■ ASSIGNED TASK
Please return every line from the entries that has the string "clear" in it.
Top of DATASET EXTRACT
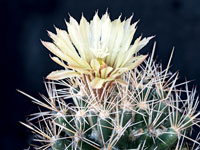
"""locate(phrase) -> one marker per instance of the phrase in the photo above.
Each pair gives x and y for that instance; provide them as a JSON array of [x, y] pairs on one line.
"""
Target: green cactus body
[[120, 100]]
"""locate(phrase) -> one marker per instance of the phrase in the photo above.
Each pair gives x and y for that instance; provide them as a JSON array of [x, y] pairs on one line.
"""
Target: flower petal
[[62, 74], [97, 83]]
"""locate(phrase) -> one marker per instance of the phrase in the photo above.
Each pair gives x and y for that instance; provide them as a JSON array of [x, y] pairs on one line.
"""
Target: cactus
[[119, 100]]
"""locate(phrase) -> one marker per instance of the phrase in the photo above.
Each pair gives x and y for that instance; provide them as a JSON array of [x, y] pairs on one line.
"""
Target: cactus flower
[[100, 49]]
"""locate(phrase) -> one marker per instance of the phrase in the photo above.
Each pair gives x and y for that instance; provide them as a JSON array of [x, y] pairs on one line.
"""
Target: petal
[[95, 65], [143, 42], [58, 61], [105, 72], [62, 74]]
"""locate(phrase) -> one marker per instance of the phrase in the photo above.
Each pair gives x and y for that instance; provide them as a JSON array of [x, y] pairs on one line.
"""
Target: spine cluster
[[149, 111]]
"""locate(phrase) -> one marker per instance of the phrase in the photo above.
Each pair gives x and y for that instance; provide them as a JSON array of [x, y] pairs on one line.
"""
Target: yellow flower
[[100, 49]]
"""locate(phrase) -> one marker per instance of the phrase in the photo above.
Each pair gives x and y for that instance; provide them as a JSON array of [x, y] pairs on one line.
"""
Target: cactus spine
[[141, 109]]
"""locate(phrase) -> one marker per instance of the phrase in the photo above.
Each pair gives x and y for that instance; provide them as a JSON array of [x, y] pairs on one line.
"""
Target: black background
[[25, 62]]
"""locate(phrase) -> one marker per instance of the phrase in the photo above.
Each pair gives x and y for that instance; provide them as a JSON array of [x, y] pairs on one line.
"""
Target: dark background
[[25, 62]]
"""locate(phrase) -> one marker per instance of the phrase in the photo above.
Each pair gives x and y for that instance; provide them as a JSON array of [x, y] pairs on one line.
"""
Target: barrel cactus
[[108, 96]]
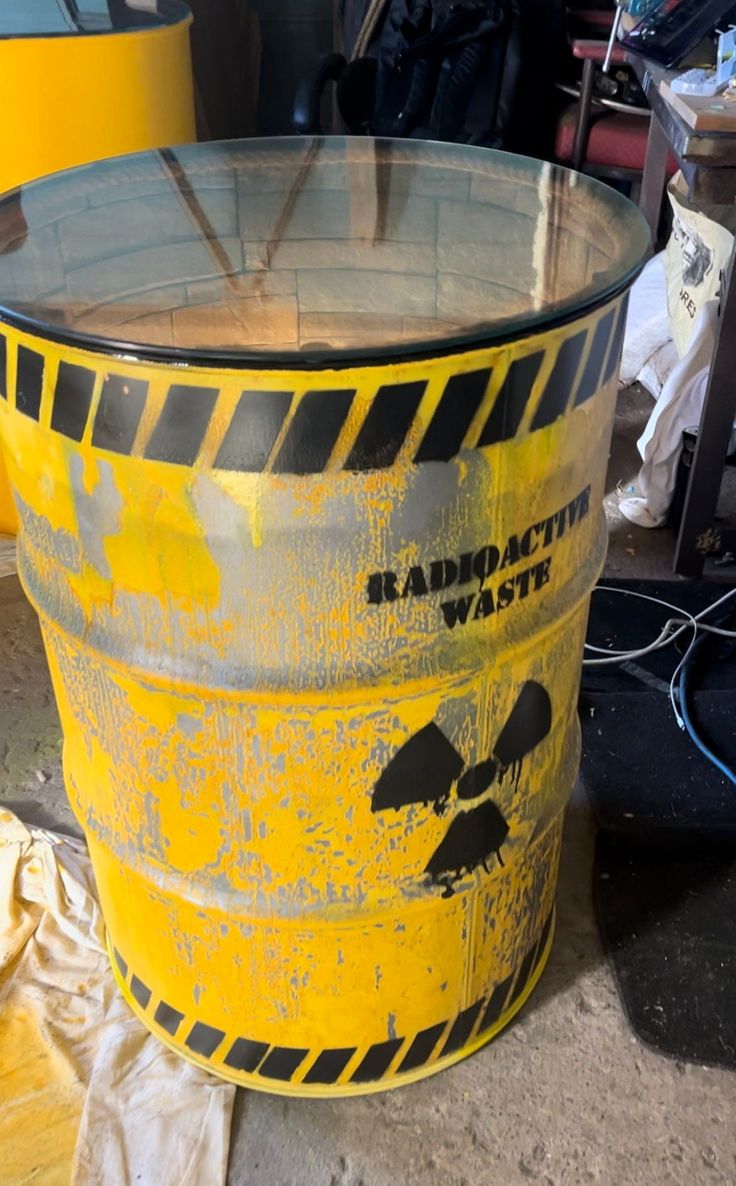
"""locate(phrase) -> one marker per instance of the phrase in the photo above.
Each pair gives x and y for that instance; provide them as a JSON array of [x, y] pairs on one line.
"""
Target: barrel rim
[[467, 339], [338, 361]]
Bottom of DATASET EXTRACT
Top of DATASET EXTRACT
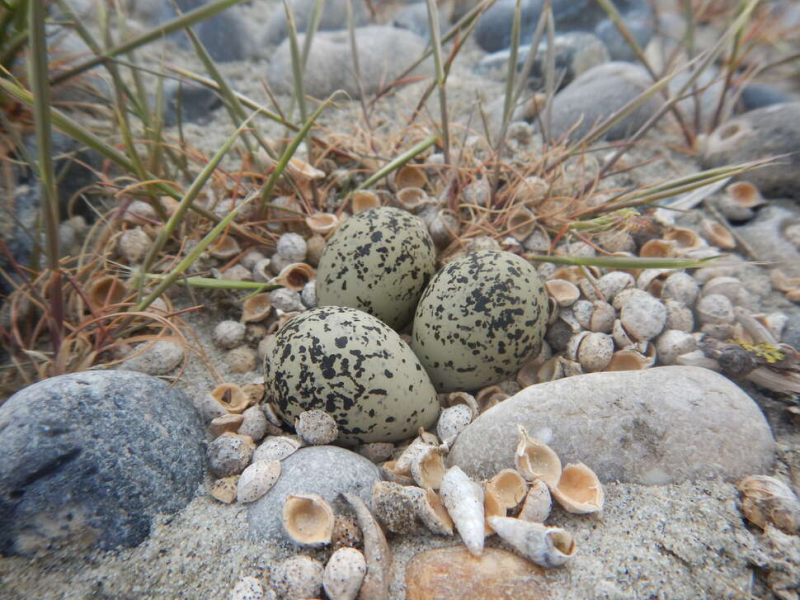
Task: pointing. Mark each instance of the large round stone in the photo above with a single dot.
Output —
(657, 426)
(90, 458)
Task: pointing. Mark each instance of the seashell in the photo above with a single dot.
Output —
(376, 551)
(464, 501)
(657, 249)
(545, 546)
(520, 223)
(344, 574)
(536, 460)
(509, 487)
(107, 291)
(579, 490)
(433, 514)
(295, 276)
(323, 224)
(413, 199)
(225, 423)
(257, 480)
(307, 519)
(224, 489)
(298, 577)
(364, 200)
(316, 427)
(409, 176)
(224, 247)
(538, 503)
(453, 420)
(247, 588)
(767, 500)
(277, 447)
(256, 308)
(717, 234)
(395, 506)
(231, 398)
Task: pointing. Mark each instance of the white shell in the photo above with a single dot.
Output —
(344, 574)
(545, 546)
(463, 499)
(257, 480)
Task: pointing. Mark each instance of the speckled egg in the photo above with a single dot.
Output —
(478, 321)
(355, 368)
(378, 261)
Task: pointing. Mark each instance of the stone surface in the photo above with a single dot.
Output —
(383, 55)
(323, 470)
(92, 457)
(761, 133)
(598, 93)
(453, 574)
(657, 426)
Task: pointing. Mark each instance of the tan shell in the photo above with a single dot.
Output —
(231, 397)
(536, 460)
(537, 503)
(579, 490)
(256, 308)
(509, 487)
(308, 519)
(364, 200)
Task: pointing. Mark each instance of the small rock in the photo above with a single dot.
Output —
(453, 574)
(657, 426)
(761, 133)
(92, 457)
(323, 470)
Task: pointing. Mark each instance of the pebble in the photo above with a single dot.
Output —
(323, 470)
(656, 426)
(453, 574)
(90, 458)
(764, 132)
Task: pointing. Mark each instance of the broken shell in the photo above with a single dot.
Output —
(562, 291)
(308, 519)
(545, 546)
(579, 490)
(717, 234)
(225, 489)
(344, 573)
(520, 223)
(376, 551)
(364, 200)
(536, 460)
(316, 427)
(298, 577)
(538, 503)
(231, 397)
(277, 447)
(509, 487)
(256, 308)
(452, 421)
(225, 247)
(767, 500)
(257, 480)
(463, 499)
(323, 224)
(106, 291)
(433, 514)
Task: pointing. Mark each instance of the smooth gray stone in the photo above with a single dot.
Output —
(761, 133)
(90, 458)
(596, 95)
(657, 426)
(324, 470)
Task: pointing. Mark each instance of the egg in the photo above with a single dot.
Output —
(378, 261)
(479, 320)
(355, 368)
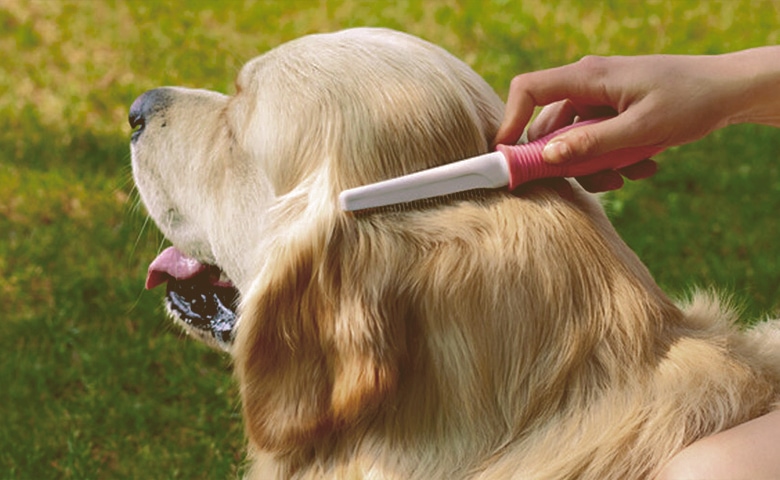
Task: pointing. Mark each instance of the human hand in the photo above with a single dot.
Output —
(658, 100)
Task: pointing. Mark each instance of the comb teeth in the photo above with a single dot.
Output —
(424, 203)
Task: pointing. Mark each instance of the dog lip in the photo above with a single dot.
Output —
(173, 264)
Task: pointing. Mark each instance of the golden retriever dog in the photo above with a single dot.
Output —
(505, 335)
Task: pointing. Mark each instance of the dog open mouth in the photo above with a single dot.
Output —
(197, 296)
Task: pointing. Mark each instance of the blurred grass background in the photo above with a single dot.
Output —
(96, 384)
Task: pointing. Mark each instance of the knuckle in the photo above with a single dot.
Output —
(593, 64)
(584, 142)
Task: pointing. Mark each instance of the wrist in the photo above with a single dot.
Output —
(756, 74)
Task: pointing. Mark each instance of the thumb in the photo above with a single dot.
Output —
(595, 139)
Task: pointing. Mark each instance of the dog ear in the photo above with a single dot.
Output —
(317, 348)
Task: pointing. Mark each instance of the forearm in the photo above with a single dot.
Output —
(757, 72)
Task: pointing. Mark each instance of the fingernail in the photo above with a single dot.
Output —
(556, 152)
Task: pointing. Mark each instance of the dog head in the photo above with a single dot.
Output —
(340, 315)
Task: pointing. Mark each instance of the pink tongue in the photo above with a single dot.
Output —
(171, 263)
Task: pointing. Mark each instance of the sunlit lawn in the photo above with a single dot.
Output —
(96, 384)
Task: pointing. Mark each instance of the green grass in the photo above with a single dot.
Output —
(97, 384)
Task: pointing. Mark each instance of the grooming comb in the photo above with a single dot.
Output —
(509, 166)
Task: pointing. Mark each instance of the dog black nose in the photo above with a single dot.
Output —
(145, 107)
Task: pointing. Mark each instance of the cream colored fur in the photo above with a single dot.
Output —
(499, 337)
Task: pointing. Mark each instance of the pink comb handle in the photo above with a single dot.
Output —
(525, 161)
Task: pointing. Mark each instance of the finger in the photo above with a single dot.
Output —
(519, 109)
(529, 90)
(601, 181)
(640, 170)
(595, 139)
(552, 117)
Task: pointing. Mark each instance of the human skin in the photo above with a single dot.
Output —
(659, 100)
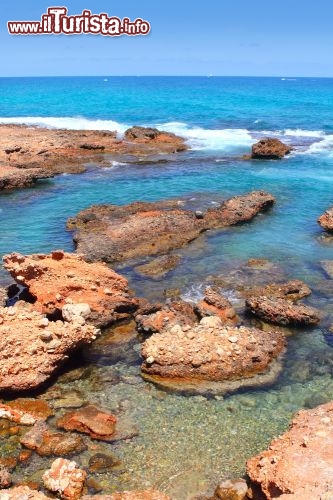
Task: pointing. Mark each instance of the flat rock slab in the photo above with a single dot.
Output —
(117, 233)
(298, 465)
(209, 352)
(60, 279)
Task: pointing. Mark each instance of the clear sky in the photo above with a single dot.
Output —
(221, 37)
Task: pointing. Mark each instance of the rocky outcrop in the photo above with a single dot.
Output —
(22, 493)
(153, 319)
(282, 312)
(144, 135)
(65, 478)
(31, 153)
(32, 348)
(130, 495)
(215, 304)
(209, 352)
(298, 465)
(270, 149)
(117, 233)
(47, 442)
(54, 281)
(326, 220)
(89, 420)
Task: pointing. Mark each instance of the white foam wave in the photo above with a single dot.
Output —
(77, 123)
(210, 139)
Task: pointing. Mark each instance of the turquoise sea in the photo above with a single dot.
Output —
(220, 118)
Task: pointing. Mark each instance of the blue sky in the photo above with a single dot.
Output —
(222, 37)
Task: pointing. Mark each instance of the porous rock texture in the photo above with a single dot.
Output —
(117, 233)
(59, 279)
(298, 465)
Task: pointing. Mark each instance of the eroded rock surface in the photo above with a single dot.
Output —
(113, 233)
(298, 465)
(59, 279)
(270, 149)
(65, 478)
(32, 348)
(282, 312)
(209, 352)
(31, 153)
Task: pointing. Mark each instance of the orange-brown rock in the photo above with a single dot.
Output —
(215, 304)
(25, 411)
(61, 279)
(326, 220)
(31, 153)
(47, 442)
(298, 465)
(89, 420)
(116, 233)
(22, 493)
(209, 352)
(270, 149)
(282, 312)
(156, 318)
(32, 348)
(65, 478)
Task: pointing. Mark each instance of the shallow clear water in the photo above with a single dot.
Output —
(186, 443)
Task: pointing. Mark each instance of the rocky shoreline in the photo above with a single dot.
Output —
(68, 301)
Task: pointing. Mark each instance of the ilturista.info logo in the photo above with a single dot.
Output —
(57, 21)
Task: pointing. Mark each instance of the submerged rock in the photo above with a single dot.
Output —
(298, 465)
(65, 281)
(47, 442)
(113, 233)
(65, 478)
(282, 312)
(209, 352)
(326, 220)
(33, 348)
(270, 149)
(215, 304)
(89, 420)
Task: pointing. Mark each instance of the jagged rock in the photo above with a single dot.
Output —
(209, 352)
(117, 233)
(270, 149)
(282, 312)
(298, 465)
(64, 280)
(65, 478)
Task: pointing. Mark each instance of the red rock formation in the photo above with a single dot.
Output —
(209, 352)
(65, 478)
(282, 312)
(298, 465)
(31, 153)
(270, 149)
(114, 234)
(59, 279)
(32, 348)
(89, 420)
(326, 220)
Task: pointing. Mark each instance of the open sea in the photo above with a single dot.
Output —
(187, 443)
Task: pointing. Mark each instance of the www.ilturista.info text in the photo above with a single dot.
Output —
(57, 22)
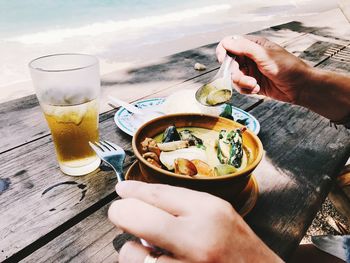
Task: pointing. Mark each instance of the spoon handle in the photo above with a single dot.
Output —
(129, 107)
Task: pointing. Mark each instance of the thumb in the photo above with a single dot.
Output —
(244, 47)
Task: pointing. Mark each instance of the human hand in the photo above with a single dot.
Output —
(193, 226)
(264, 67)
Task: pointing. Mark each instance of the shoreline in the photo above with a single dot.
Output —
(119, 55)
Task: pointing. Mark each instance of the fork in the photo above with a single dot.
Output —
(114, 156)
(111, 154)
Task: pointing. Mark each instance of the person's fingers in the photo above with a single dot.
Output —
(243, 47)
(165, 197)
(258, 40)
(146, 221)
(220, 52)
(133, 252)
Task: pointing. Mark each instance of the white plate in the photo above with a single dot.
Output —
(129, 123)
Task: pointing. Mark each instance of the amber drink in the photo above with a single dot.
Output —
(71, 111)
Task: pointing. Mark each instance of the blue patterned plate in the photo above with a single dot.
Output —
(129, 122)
Bottom of DATASET EXTRACT
■ WRITTEN ANSWER
Task: pointing. Mark each instance of the clear sky in the photo above with a single dot.
Task: pointing. Mark each instance of the shallow clear water in the photo above with a single dot.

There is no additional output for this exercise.